▶ [本文抜粋]
********************
説明

エアバッグカバー用固定部を有する製造者エンブレム

車両アセンブリ、特に、たとえば製造者エンブレムの支持体として前記車両アセンブリに固定されたプレートを備えるエアバッグカバー体において、
前記プレートは、前記車両アセンブリの周囲にわたって配置された舌状体によって、車両アセンブリを介して前記車両アセンブリに設けられた開口部の中に達し、
前記舌状体は、前記車両アセンブリの裏面側に適合させて成形された凹部の中において、前記開口部と前記凹部との間にある曲げ縁部で曲げられている、車両アセンブリであって、
前記車両アセンブリ(10)内の開口部(20)を通して到達する狭い首部領域(12)から出発し、前記舌状体(17)の少なくとも1つがその自由端に断面拡大部(13)を具備しており、前記車両アセンブリ(10)に形成された凹部(11)が少なくとも1つの舌状体(17)の輪郭に相当する形状を有することを特徴とする。

【発明の詳細な説明】
【技術分野】
【0001】
本発明は、車両アセンブリ、特にたとえば製造者エンブレムの支持体として前記車両アセンブリに固定されたプレートを備えるエアバッグカバーにおいて、前記プレートが前記車両アセンブリをその周囲にわたって配分して配設された舌状体と共に前記車両アセンブリに配設された開口部の中に差し入れ、かつ前記舌状体を車両アセンブリの裏面側に適合させて成形した凹部の中に前記開口部と前記凹部の間に配設された曲げ縁部で曲げられている車両アセンブリに関する。
********************
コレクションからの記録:
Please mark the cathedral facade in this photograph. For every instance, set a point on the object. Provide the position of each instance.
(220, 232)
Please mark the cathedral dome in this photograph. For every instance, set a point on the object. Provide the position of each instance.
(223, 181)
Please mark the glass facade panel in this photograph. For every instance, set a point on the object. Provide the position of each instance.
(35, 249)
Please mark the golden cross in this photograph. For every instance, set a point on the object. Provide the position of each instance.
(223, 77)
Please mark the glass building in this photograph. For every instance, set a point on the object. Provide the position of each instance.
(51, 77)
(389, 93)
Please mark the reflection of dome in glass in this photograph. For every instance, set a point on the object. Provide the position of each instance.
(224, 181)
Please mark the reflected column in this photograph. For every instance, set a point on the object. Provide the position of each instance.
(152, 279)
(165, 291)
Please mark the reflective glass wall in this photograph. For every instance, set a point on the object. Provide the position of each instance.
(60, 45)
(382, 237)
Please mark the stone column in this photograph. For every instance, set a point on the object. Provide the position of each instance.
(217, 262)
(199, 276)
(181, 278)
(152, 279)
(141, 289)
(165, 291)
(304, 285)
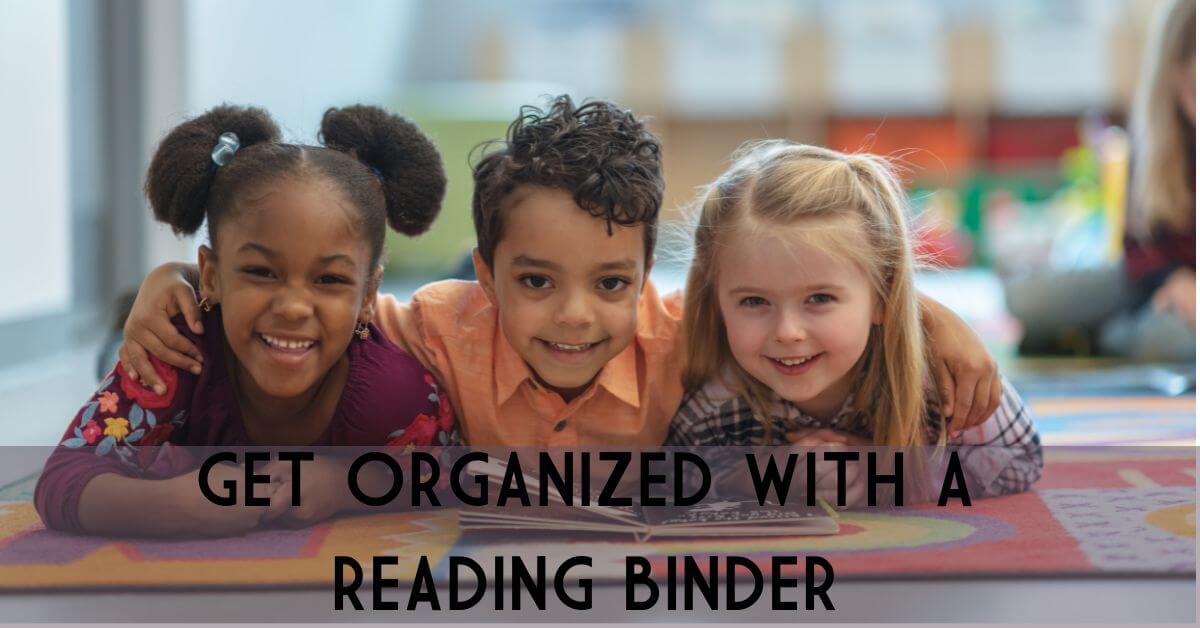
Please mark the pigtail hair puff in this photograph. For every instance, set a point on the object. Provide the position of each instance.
(181, 172)
(406, 161)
********************
▶ [取り組む課題]
(a) エンブレムの特許文で、括弧付きの符号が添えられている部位はどれですか？符号とともにすべて挙げてください。
(b) エンブレムの特許文を、最後の文のあとから書き継いでください。

▶ [課題別の解答]
(a) 車両アセンブリ(10)、凹部(11)、首部領域(12)、断面拡大部(13)、舌状体(17)、開口部(20)

(b)
【背景技術】
【0002】
エアバッグカバー体の形態における車両アセンブリは、日本国特許公開公報平11−189119号明細書に記載されている。特に自動車のステアリングホイールに配設されたエアバッグのカバー体上にその上にある製造者記号を有する金属板を取り付けることが通常行われている限りにおいて、前記日本国特許公開公報平11−189119号明細書から公知のカバー体において前記金属板にその外側周縁部からプレートに対して直角に突出する楕円形の舌状体を形成することが考慮されている。前記舌状体は、ステアリングホイールカバー上へ金属板を差し込む際にそれに合わせて形成された溝状の開口部を通して導通され、かつカバーの裏面側もしくは内面側で前記カバーに当接して曲げられる。曲げた後で前記舌状体を固定するために、前記カバーの裏面側に同様に楕円形の形状を有し、かつその限りで曲げられた舌状体の自由端を適合してその中へ収容する凹部がそれに形成されている。その際、ステアリングホイールカバーの開口部と凹部の間に相応の曲げ縁部が配設されている。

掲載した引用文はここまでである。